Segmentation dataset records:
++++++

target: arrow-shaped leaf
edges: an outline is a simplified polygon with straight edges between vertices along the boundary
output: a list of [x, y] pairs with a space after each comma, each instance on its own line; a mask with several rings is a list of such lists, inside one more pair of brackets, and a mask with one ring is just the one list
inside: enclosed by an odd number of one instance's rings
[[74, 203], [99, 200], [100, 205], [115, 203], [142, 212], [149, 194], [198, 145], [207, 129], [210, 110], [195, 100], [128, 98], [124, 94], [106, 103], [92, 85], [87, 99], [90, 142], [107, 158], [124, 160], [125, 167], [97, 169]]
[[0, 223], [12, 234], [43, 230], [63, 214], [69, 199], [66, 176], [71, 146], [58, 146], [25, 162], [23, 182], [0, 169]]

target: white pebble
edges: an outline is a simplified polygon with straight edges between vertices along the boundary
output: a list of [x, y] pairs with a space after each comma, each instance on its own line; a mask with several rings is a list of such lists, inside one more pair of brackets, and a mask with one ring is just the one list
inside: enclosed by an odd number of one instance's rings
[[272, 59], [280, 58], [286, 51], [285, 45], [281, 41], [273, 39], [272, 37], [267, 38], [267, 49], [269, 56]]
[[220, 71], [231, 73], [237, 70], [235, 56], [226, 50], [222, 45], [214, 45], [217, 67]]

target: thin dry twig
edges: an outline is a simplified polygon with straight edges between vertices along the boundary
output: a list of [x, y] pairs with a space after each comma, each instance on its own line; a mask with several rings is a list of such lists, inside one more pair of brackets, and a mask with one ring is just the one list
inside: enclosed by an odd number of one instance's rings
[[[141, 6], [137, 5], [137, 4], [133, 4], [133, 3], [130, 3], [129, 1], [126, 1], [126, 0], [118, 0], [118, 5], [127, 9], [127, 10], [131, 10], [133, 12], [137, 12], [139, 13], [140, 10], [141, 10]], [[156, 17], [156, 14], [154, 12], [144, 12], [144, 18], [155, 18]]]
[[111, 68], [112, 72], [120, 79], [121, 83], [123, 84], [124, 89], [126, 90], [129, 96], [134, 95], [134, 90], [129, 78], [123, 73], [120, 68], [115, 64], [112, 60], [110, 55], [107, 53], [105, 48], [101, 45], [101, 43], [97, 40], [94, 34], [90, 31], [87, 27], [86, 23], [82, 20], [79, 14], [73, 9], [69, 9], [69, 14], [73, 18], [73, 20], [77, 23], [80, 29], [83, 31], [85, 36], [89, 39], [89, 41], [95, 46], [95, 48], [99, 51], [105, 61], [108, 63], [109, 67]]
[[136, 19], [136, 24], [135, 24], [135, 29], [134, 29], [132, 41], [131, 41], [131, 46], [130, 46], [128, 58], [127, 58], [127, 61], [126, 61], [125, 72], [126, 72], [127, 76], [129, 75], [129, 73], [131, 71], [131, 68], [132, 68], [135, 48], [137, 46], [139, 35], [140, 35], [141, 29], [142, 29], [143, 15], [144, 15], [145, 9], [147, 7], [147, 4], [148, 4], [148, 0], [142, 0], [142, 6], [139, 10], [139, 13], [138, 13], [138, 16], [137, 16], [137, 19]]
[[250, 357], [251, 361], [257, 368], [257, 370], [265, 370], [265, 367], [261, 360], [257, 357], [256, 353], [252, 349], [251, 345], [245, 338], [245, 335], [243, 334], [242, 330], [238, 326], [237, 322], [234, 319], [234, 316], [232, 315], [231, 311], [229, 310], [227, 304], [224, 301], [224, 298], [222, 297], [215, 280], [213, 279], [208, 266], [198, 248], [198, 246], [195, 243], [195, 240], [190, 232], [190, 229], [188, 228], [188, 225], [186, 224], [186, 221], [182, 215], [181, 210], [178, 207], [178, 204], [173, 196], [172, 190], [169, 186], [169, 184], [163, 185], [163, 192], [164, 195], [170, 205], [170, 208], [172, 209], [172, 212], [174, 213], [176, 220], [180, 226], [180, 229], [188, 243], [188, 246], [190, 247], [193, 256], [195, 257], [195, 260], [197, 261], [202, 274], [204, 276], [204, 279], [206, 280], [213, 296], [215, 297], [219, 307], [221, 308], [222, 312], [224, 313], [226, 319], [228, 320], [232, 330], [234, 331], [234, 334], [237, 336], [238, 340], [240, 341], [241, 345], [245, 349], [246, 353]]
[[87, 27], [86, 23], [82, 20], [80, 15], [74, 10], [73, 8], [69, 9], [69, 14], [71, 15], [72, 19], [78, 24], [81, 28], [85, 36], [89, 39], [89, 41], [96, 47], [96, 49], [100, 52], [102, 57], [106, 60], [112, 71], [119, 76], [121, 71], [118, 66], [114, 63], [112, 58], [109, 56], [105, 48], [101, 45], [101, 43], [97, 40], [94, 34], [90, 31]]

++++++

#### WHAT THE TASK ASKS
Write out every line of the records above, reproducing each one character for character.

#### REPLY TO THE TASK
target: arrow-shaped leaf
edges: an outline is a simplified polygon with straight edges between vertices along the boundary
output: a list of [x, y] pairs with a space after each comma, each instance on its own line; a mask with several rings is a list of such lists, inside one more pair of brackets, and a mask with one ring is just the one list
inside: enclosed by an odd number of one instance's rings
[[74, 203], [99, 200], [100, 205], [115, 203], [142, 212], [149, 194], [198, 145], [207, 129], [210, 110], [195, 100], [128, 98], [124, 94], [106, 103], [92, 85], [87, 99], [90, 142], [107, 158], [124, 160], [125, 167], [97, 169]]
[[0, 223], [12, 234], [43, 230], [63, 214], [69, 199], [66, 176], [71, 146], [58, 146], [25, 162], [23, 182], [0, 169]]

target: white pebble
edges: an outline is a simplified polygon with straight edges between vertices along the boundary
output: a list of [x, y] pairs with a space after each comma, each instance on its own line; a mask with several rings is a list of such lists, inside one more pair of brackets, and a mask with one ring is just the one list
inside: enclosed by an odd number of one instance's rings
[[272, 59], [280, 58], [286, 51], [285, 45], [281, 41], [273, 39], [272, 37], [267, 38], [267, 49], [269, 56]]
[[220, 71], [231, 73], [237, 70], [235, 56], [226, 50], [222, 45], [214, 45], [217, 67]]

target: thin dry twig
edges: an outline is a simplified polygon with straight edges between vertices along the boundary
output: a list of [x, y] pairs with a space after each comma, each instance on its own line; a mask with several rings is a list of such lists, inside one more pair of brackets, and a mask with one ring is just the one list
inside: enclosed by an odd number of one instance's rings
[[[141, 6], [137, 5], [137, 4], [133, 4], [133, 3], [130, 3], [129, 1], [126, 1], [126, 0], [118, 0], [118, 5], [127, 9], [127, 10], [131, 10], [133, 12], [137, 12], [139, 13], [140, 10], [141, 10]], [[156, 17], [156, 14], [154, 12], [144, 12], [144, 18], [155, 18]]]
[[111, 68], [112, 72], [120, 79], [121, 83], [123, 84], [124, 89], [126, 90], [129, 96], [134, 95], [134, 90], [129, 78], [123, 73], [120, 68], [115, 64], [112, 60], [110, 55], [107, 53], [105, 48], [101, 45], [101, 43], [97, 40], [94, 34], [90, 31], [87, 27], [86, 23], [82, 20], [79, 14], [73, 9], [69, 9], [69, 14], [73, 18], [73, 20], [77, 23], [80, 29], [83, 31], [85, 36], [89, 39], [89, 41], [95, 46], [95, 48], [99, 51], [105, 61], [108, 63], [109, 67]]
[[136, 19], [136, 24], [135, 24], [135, 29], [134, 29], [132, 41], [131, 41], [131, 46], [130, 46], [128, 58], [127, 58], [127, 61], [126, 61], [125, 72], [126, 72], [127, 76], [129, 75], [129, 73], [131, 71], [131, 68], [132, 68], [135, 48], [137, 46], [139, 35], [140, 35], [141, 29], [142, 29], [143, 15], [144, 15], [145, 9], [147, 7], [147, 4], [148, 4], [148, 0], [142, 0], [142, 6], [139, 10], [139, 13], [138, 13], [138, 16], [137, 16], [137, 19]]
[[250, 357], [251, 361], [257, 368], [257, 370], [265, 370], [265, 367], [261, 360], [257, 357], [256, 353], [252, 349], [251, 345], [245, 338], [245, 335], [243, 334], [242, 330], [238, 326], [237, 322], [234, 319], [234, 316], [232, 315], [231, 311], [229, 310], [227, 304], [224, 301], [224, 298], [222, 297], [215, 280], [213, 279], [208, 266], [198, 248], [198, 246], [195, 243], [195, 240], [190, 232], [190, 229], [188, 228], [188, 225], [186, 224], [186, 221], [182, 215], [181, 210], [178, 207], [178, 204], [173, 196], [172, 190], [169, 186], [169, 184], [163, 185], [163, 192], [164, 195], [170, 205], [170, 208], [172, 209], [172, 212], [174, 213], [176, 220], [180, 226], [180, 229], [188, 243], [188, 246], [190, 247], [193, 256], [195, 257], [195, 260], [197, 261], [202, 274], [204, 276], [204, 279], [206, 280], [213, 296], [215, 297], [219, 307], [221, 308], [222, 312], [224, 313], [226, 319], [228, 320], [232, 330], [234, 331], [234, 334], [237, 336], [238, 340], [240, 341], [241, 345], [245, 349], [246, 353]]
[[87, 27], [86, 23], [82, 20], [80, 15], [74, 10], [73, 8], [69, 9], [69, 14], [71, 15], [72, 19], [78, 24], [81, 28], [85, 36], [89, 39], [89, 41], [96, 47], [96, 49], [100, 52], [102, 57], [106, 60], [112, 71], [119, 76], [121, 71], [118, 66], [114, 63], [112, 58], [109, 56], [105, 48], [101, 45], [101, 43], [97, 40], [94, 34], [90, 31]]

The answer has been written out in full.